_Job_
Which lines in the material below contain the word "wing"? Show each of those lines in full, and treat case as significant when matching.

_Exercise materials_

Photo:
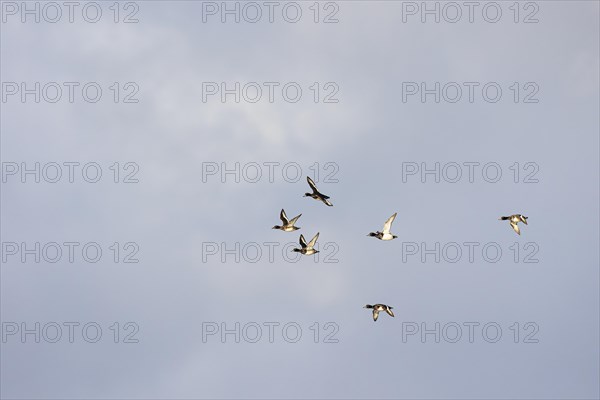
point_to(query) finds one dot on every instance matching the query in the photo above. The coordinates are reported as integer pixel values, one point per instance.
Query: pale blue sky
(369, 134)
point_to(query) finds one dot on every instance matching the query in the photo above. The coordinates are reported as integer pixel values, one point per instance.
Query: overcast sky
(369, 135)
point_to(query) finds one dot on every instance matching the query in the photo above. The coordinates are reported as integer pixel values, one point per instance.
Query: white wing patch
(387, 227)
(313, 241)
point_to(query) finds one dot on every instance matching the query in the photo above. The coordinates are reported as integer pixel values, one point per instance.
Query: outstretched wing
(388, 224)
(293, 220)
(375, 314)
(302, 241)
(313, 241)
(516, 228)
(312, 184)
(283, 217)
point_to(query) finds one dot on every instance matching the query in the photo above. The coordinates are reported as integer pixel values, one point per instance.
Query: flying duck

_Response_
Query: white wing patch
Query: outstretched wing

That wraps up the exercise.